→ **Con la información**
1. Conteste según el fragmento:
(a) ¿De quién es el filme en el que Wagner habla a Ludwig II de Baviera?
(b) ¿Qué tipo de oscuridad se necesita, según la cita?
(c) ¿Con qué adjetivo se califica el proyecto de teatro ideal de Wagner?
2. Reescriba el pasaje del fragmento desde "Aparece así el" hasta "ocurrió el prodigio.", con "cinematógrafo" sustituido por "cine".

→ **Fragmento de página**
:::
Como señala Richard Wagner a Ludwig II de Baviera en el filme de Luchino Visconti:

el público es una comunidad ideal sin jerarquías. El espectador debe poder concentrarse. Necesitamos oscuridad total.

Aparece así el concepto del escenario como obra de arte total en un sitio democrático para un público entregado. Wagner, que tenía ideas muy adelantadas para su época, parecía referirse al cinematógrafo cuando en realidad se refiere en un tono emocionado a su carísimo proyecto de teatro ideal. Pasó el tiempo. Y la música. Y la ópera. Entonces ocurrió el prodigio.
:::
→ **Líneas proporcionadas**
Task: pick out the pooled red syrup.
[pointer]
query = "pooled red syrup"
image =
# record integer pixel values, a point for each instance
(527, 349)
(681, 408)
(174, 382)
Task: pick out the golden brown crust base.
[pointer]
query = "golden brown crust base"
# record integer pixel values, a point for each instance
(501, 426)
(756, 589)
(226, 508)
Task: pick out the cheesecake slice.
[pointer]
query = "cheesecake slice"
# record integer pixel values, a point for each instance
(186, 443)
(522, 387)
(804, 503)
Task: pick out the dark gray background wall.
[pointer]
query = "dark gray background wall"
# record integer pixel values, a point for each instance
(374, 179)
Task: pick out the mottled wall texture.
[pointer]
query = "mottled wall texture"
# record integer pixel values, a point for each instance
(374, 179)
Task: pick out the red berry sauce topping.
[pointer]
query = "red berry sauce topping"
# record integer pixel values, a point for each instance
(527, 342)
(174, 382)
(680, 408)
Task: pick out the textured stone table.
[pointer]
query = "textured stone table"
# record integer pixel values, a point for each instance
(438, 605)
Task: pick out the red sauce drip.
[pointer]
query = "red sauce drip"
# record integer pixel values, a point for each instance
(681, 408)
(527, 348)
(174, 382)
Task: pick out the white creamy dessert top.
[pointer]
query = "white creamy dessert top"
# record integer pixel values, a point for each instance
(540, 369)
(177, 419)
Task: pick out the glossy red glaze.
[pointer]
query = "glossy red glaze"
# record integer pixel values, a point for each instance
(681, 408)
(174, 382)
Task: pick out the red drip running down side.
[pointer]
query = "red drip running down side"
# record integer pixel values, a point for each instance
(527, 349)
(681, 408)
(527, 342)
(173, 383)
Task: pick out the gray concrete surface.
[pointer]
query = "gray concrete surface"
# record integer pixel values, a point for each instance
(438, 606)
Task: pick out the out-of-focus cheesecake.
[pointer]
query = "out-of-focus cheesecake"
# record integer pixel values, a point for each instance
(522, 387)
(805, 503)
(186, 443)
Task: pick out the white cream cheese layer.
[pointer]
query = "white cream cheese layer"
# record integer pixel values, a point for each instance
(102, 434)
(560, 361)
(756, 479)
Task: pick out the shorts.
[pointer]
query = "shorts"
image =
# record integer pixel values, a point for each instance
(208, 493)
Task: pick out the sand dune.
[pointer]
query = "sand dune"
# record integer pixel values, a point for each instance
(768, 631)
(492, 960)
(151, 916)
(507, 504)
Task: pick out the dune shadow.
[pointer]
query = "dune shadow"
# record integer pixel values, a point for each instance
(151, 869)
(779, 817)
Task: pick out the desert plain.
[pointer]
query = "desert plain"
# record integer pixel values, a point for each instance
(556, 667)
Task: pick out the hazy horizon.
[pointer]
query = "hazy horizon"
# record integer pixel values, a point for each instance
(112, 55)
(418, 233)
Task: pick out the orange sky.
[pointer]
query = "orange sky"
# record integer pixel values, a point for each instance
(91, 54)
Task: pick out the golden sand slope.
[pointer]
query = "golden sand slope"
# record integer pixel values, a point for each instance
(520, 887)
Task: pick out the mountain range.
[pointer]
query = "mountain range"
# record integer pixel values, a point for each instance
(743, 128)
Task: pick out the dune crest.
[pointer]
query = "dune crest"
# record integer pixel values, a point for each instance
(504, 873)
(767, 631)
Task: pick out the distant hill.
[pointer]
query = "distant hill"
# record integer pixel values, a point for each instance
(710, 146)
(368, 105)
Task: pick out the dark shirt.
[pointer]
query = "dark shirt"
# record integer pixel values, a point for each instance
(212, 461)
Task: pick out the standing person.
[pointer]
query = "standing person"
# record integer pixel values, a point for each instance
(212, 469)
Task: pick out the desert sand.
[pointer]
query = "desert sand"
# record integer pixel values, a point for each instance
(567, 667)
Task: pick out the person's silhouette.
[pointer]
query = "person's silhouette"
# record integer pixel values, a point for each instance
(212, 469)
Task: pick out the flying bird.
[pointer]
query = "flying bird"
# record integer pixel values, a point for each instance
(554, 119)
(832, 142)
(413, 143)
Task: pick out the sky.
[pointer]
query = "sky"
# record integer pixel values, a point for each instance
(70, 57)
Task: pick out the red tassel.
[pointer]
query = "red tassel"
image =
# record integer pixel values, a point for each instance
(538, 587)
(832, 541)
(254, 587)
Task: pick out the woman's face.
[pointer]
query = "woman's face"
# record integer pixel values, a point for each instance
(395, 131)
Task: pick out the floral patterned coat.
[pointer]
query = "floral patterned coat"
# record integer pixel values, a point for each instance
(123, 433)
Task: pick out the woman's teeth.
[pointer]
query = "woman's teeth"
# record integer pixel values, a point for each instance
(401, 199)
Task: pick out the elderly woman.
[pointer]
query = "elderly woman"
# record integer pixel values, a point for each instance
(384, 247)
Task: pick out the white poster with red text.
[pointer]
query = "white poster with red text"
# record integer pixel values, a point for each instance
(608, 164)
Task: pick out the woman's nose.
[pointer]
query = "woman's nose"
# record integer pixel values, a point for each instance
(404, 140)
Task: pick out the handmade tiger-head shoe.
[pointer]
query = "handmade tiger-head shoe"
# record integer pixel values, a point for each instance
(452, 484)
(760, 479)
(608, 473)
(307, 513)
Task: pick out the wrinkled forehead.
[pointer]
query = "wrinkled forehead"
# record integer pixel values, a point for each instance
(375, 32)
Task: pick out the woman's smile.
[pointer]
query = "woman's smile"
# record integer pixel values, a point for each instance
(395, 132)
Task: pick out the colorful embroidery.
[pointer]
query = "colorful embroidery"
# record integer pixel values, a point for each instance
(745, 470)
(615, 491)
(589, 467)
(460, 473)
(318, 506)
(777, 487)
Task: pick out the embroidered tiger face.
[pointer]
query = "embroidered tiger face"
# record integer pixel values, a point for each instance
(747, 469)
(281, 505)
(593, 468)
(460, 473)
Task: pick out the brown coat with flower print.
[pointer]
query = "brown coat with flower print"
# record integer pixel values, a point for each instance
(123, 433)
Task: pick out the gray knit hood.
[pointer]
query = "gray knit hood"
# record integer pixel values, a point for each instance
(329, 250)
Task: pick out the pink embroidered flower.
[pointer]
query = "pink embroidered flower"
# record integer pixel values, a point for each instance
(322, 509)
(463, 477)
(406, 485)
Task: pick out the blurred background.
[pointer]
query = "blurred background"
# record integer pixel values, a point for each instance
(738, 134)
:::
→ **Resultados del ejercicio**
1.
(a) De Luchino Visconti.
(b) Oscuridad total.
(c) Carísimo.

2.
Aparece así el concepto del escenario como obra de arte total en un sitio democrático para un público entregado. Wagner, que tenía ideas muy adelantadas para su época, parecía referirse al cine cuando en realidad se refiere en un tono emocionado a su carísimo proyecto de teatro ideal. Pasó el tiempo. Y la música. Y la ópera. Entonces ocurrió el prodigio.